__DIRECTIONS FOR THIS TASK__: The records below need to be printed in full. Keep each one exact.

Stored data entries:
········

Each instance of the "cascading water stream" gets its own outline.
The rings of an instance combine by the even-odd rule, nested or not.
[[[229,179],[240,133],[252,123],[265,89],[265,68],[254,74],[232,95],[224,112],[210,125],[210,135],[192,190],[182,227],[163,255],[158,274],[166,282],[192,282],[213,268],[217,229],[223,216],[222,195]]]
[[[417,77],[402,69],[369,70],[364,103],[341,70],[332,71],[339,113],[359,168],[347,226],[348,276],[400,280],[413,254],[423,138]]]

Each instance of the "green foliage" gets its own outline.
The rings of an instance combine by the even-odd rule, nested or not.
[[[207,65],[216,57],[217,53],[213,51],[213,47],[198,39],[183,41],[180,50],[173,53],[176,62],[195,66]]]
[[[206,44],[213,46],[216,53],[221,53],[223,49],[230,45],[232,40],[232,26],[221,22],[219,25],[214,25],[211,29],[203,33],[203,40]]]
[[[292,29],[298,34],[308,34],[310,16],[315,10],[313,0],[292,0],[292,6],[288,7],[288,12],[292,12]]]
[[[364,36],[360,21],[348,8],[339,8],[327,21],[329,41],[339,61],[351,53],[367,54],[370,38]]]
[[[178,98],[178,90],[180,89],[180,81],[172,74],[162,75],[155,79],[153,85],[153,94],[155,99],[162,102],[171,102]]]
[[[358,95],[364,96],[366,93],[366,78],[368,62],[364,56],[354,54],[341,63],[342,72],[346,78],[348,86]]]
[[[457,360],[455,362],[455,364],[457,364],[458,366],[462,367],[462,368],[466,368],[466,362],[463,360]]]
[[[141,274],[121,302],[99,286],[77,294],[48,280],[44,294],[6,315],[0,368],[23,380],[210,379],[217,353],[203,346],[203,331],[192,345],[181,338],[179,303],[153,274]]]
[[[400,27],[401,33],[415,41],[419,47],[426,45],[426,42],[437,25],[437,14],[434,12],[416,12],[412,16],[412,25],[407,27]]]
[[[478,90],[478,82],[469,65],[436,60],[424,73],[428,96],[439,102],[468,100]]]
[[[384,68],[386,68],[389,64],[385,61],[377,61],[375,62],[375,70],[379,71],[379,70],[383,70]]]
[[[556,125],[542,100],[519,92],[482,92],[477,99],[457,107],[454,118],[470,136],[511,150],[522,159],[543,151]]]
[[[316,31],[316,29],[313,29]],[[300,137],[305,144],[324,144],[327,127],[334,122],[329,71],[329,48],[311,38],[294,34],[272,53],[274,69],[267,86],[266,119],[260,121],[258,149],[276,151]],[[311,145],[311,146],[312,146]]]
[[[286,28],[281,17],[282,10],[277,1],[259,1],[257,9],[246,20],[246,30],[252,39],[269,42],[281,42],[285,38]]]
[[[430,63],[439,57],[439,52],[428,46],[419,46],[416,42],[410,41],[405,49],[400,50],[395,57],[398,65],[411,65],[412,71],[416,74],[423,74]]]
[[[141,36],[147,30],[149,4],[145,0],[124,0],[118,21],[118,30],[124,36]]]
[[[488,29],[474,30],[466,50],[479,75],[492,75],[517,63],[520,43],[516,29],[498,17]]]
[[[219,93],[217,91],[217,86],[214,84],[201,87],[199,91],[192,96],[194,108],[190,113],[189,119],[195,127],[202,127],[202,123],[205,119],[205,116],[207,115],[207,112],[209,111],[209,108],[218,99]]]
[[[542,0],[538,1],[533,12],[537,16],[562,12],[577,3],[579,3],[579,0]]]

········

__WRITTEN RESPONSE__:
Each instance of the "cascading water stream" gets its own outline.
The rings of an instance combine by the even-odd rule, nested or not.
[[[229,179],[240,133],[252,123],[265,89],[265,68],[254,74],[232,95],[224,112],[210,125],[210,135],[192,190],[182,227],[163,255],[158,274],[166,282],[192,282],[213,268],[217,229],[223,216],[222,195]]]
[[[417,77],[402,69],[369,70],[364,103],[341,70],[332,71],[339,113],[359,168],[347,226],[348,276],[400,280],[413,254],[423,138]]]

Each instance of the "green foliage" gets its own outline.
The rings of an instance combine by the even-odd rule, nested or not.
[[[207,65],[216,57],[217,53],[213,51],[213,47],[198,39],[183,41],[180,50],[173,53],[176,62],[195,66]]]
[[[206,44],[213,46],[216,53],[221,53],[223,49],[230,45],[232,40],[232,26],[221,22],[219,25],[214,25],[211,29],[203,33],[203,40]]]
[[[292,29],[298,34],[308,34],[310,16],[315,10],[313,0],[292,0],[292,6],[288,7],[288,12],[292,12]]]
[[[364,36],[360,21],[348,8],[339,8],[327,21],[329,41],[339,61],[351,53],[367,54],[370,38]]]
[[[178,98],[178,90],[180,89],[180,81],[172,74],[162,75],[155,79],[153,85],[153,94],[155,99],[162,102],[171,102]]]
[[[358,95],[364,96],[366,93],[366,78],[368,62],[364,56],[354,54],[341,63],[342,72],[346,78],[348,86]]]
[[[457,360],[455,362],[455,364],[457,364],[458,366],[462,367],[462,368],[466,368],[466,362],[463,360]]]
[[[141,274],[121,302],[99,286],[77,294],[48,280],[44,294],[6,315],[0,368],[23,380],[210,379],[217,353],[203,346],[203,331],[192,345],[181,338],[179,303],[153,274]]]
[[[400,27],[401,33],[415,41],[419,47],[426,45],[426,42],[437,25],[437,14],[434,12],[416,12],[412,16],[412,25],[407,27]]]
[[[478,90],[478,82],[469,65],[436,60],[424,73],[428,96],[439,102],[468,100]]]
[[[384,68],[386,68],[389,64],[385,61],[377,61],[375,62],[375,70],[379,71],[379,70],[383,70]]]
[[[556,125],[542,100],[519,92],[482,92],[477,99],[457,107],[454,118],[470,136],[511,150],[522,159],[543,151]]]
[[[316,31],[316,29],[313,29]],[[300,137],[305,144],[324,144],[327,127],[334,122],[329,71],[329,48],[311,38],[294,34],[272,53],[274,69],[267,86],[266,119],[260,121],[258,149],[276,151]],[[311,145],[311,146],[312,146]]]
[[[286,28],[281,17],[282,10],[277,1],[259,1],[257,9],[246,20],[246,30],[252,39],[269,42],[281,42],[285,38]]]
[[[430,63],[439,57],[439,52],[428,46],[419,46],[416,42],[410,41],[405,49],[400,50],[395,57],[398,65],[411,65],[412,71],[416,74],[423,74]]]
[[[141,36],[147,30],[149,4],[145,0],[124,0],[118,21],[118,30],[124,36]]]
[[[488,29],[474,30],[466,50],[479,75],[492,75],[517,63],[520,43],[516,29],[498,17]]]
[[[219,93],[217,91],[217,86],[214,84],[201,87],[199,91],[192,96],[194,108],[190,113],[189,119],[195,127],[202,127],[202,123],[205,119],[205,116],[207,115],[207,112],[209,111],[209,108],[218,99]]]
[[[542,0],[538,1],[533,12],[537,16],[562,12],[577,3],[579,3],[579,0]]]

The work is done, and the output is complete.